### DATA SHOWN
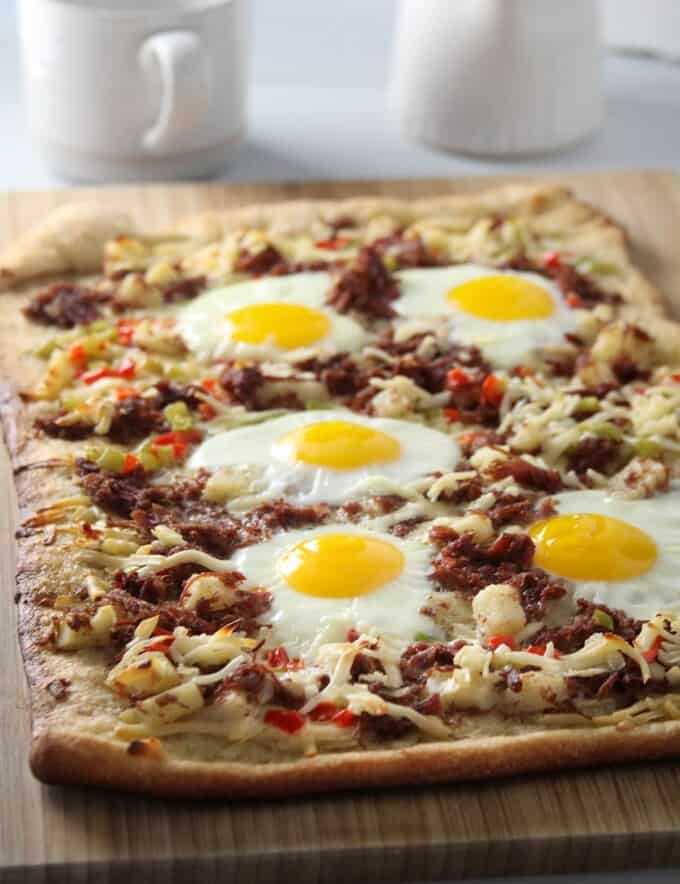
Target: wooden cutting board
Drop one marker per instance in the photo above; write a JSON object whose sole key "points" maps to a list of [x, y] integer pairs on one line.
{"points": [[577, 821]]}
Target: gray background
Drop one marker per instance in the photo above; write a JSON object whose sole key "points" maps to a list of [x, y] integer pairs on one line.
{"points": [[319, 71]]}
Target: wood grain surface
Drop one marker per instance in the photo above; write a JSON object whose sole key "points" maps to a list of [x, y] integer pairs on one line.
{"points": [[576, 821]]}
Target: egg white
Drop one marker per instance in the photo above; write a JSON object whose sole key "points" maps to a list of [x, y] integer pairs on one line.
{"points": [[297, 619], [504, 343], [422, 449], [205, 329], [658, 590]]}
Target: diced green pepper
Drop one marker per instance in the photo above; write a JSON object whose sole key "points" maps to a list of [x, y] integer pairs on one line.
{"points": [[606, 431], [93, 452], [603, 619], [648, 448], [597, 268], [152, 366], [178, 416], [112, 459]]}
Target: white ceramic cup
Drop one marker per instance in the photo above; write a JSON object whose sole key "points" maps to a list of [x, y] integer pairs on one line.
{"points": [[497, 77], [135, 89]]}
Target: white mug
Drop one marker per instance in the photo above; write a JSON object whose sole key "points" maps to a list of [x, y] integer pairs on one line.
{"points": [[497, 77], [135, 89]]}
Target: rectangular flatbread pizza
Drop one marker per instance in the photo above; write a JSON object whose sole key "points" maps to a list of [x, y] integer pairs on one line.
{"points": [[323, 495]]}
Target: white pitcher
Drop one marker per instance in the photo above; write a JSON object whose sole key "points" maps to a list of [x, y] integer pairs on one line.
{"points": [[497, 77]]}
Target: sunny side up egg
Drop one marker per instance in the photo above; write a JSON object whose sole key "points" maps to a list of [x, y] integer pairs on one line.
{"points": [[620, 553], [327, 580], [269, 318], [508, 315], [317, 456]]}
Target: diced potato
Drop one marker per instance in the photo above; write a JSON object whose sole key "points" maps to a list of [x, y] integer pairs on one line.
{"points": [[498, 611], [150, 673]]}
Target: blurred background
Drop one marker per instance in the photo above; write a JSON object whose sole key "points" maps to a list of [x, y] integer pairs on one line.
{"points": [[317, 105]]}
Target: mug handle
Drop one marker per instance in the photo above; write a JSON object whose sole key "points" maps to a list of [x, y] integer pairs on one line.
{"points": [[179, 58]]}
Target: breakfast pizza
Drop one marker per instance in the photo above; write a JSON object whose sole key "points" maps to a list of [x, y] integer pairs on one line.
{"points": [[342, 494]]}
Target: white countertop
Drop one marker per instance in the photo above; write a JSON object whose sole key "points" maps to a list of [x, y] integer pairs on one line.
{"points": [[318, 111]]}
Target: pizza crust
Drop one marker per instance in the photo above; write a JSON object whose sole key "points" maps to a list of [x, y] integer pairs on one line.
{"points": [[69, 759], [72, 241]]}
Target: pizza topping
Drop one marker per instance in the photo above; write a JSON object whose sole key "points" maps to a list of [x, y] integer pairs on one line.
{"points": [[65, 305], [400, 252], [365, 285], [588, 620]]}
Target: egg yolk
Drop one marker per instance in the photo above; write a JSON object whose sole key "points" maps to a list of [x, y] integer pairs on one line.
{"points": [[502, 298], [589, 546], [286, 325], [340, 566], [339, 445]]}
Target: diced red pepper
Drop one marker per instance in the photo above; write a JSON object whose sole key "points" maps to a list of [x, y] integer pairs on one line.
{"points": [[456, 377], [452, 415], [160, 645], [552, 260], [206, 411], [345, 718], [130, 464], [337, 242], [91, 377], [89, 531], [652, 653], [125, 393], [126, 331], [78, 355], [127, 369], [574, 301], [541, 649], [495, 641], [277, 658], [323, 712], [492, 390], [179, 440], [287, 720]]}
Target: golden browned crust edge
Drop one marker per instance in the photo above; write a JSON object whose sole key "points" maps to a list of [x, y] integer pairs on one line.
######
> [WHAT IS NEEDED]:
Search the data above for lines holding "pizza" and copy each of them.

> [SOLUTION TO THIS PROBLEM]:
Target: rectangular flatbread pizza
Target: breakfast pizza
Target: pizza crust
Target: pizza topping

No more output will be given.